TASK DIRECTIONS: Rescale everything from the line containing "on the water" down to the line containing "x=537, y=75", both included, and give all of those lines again, requests included: multiply every x and y coordinate in the answers by 0.8 and round each result to a whole number, with halves rounded up, leaving the requests and their format samples unchanged.

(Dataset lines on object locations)
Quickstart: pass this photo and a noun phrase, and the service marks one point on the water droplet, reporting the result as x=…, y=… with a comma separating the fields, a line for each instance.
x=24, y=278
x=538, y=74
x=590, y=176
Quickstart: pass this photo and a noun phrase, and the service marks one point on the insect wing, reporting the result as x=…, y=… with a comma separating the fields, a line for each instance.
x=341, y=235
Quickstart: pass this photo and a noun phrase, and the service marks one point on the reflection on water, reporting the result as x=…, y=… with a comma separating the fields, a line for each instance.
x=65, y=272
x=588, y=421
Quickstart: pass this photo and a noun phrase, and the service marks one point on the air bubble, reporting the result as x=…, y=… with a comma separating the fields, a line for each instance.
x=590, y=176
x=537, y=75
==
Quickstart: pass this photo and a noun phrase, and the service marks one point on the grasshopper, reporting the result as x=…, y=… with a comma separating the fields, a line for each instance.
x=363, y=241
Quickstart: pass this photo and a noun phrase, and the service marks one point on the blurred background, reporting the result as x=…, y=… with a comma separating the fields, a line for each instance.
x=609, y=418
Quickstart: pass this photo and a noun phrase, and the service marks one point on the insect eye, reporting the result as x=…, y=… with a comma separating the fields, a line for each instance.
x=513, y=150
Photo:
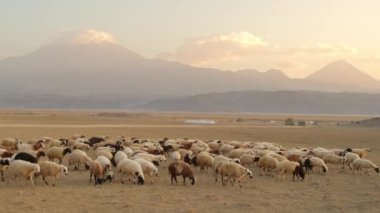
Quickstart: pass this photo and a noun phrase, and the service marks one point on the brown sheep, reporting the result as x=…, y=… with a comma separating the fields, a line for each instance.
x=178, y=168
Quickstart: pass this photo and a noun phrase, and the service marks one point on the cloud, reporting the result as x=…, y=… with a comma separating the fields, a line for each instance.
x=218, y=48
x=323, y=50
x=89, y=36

FINAL RESULT:
Quickstart: pass this photo and a noun phrase, and the service marks one point on the water droplet, reporting the result as x=…, y=… with a comma separating the fields, a line for each instance.
x=19, y=222
x=430, y=59
x=472, y=141
Quickstart: pass this photo and a noun phrase, and the service marks one point on the insect wing, reporting the result as x=…, y=… with a comma separating the fields, a line for each instance.
x=273, y=188
Quickstart: pass this photo and a noun phrase, and the service marks one point on the reflection on water, reporting the result as x=…, y=… with a comma separating the fields, a line for each instance.
x=52, y=218
x=470, y=337
Quickstart: pass this photo and a noun phrase, and the service marks one point on the air bubble, reporting the result as x=…, y=… with a comma separating the fields, a line for each instance.
x=472, y=141
x=430, y=60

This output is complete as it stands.